Toy Story 2 was one of the trickiest films Pixar ever produced. It was originally set to be a straight-to-DVD release (and video too), until the decision was made to go for a full cinema outing. But barely a year before release, the film was in trouble: as many at the firm were candidly appreciating, Toy Story 2 wasn't working.

John Lasseter, exhausted from directing Toy Story and A Bug's Life back to back, was asked to sort it out. He did—but the intensive year where the film was taken apart and put back together very much took its toll on Pixar. Changes were made in the aftermath of its hugely successful release.

Toy Story 2 had a happy ending for Pixar. It earned rave reviews, and took nearly $500m at the global box office.

And yet one command entered into a computer nearly derailed the entire project.

Writing in his book Creativity Inc, Pixar co-founder Ed Catmull recalled that in the winter of 1998, a year out from the release of Toy Story 2, somebody (he never reveals who in the book) entered the command '/bin/rm -r -f *' on the drives where the film's files were kept.

The object of said command is to remove everything from a given location, and to remove it quickly. It did its job.

"First, Woody's hat disappeared. Then his boots. Then he disappeared entirely," recalls Catmull. "Whole sequences—poof!—were deleted from the drive."

One of the film's technical directors, Oren Jacobs, watched it all happen in real time. His call to systems support started with him telling them to "pull out the plug on the Toy Story 2 master machine." When asked why by the person on the other end of the phone (a not-unreasonable question), Jacobs screamed "Please, God, just pull it out as fast as you can."

The plug was pulled, but not in time—90% of the film was gone, erased "in a matter of seconds."

> **Information shown**
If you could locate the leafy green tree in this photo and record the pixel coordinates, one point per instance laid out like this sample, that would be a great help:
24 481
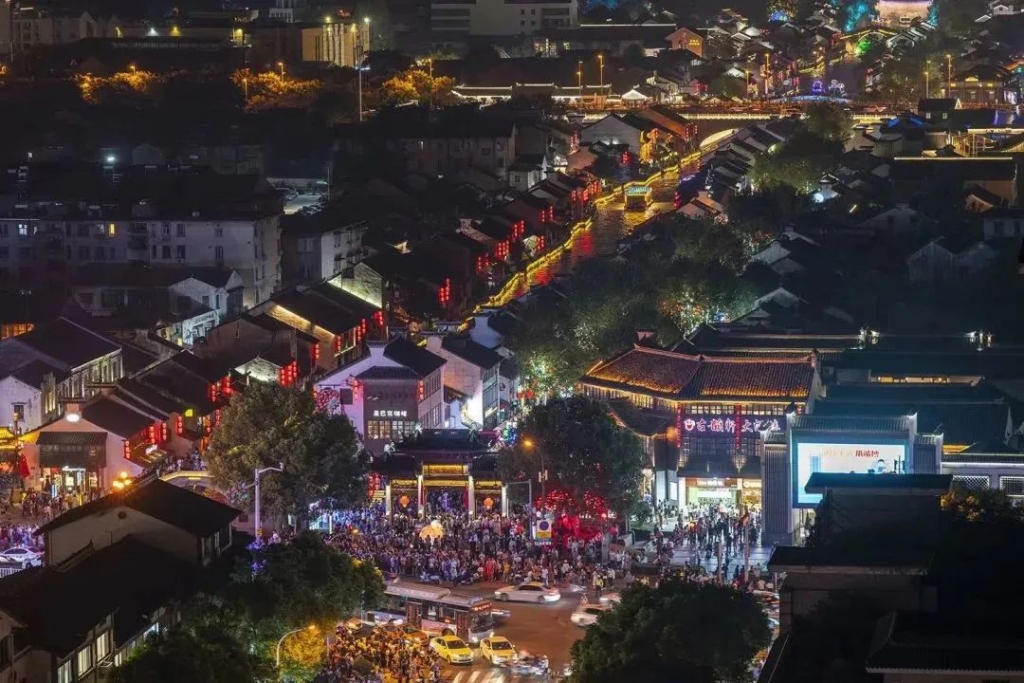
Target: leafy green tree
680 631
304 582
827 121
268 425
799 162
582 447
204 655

> **Tasks for this exercise**
a - Reproduce the Toy Story 2 account from "John Lasseter, exhausted" through "the entire project.", substituting "glowing reviews" for every "rave reviews".
b - Summarize the Toy Story 2 account in two sentences.

> **Complete answers**
a -
John Lasseter, exhausted from directing Toy Story and A Bug's Life back to back, was asked to sort it out. He did—but the intensive year where the film was taken apart and put back together very much took its toll on Pixar. Changes were made in the aftermath of its hugely successful release.

Toy Story 2 had a happy ending for Pixar. It earned glowing reviews, and took nearly $500m at the global box office.

And yet one command entered into a computer nearly derailed the entire project.

b - Toy Story 2 was a troubled production that John Lasseter was asked to fix, and it went on to earn rave reviews and nearly $500m worldwide. In the winter of 1998, a year before release, someone entered a command that deleted files from the drives holding the film, and although technical director Oren Jacobs had the plug pulled, 90% of the film was erased in seconds.